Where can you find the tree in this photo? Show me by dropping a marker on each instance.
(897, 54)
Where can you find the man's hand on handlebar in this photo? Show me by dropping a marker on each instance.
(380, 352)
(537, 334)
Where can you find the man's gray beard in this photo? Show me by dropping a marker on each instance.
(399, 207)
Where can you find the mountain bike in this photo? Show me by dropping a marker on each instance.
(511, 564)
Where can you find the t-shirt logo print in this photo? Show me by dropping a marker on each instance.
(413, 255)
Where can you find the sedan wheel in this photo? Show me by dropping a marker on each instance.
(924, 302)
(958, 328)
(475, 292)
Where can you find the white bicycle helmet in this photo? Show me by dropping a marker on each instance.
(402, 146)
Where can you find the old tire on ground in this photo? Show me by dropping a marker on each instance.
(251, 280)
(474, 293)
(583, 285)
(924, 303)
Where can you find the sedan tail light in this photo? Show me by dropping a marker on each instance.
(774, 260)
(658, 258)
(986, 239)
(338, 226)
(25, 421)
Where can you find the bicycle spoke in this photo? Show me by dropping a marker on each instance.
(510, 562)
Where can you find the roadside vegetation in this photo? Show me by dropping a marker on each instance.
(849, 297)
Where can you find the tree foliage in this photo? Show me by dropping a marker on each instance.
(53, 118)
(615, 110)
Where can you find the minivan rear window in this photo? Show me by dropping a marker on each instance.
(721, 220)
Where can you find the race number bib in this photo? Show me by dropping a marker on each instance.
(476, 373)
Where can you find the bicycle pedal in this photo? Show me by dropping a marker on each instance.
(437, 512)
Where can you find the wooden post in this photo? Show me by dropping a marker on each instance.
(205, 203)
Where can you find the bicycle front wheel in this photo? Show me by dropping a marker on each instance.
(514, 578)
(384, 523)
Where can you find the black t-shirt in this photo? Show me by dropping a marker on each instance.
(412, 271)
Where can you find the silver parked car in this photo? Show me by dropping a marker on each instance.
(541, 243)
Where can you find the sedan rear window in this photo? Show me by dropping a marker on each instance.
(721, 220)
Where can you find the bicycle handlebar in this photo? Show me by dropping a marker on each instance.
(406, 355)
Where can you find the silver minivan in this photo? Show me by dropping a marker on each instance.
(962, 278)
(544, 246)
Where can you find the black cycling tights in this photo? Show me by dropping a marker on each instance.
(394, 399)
::::::::
[What needs to be done]: Rewrite the lines starting with the one that contains "Where can you find the race" and going on through the end of the data, changing "black" to "dark" and leaving everything else as it is.

[Response for this exercise]:
Where can you find the race number bib in this photo? Show me by dropping a marker on each instance.
(476, 373)
Where can you find the bicycle pedal in this photo? Show me by dropping a marker on each instance.
(437, 512)
Where can you find the wooden post in this photo? Show me by dropping a marker on each instance.
(205, 203)
Where can you find the bicycle front wheel in this photo? Show me by dropping a marker on each instance.
(514, 578)
(384, 523)
Where can you find the dark t-shirt in this photo? Show me by dropping a marker on each instance.
(412, 271)
Where can you find the silver parked car in this photo? Show me by dropping a marker on each instance.
(541, 243)
Where can you find the sedan rear window in this photo? Show me by dropping a marker on each instance.
(721, 220)
Where can you find the bicycle handlebar in this photo? Show me by dropping a marker on each instance.
(406, 355)
Where can you find the silver minivan in this photo? Show me by dropping a marker on each instance.
(962, 278)
(544, 246)
Where can you find the dark cycling tights in this photo? Show me by dropping a marker on each instance.
(394, 399)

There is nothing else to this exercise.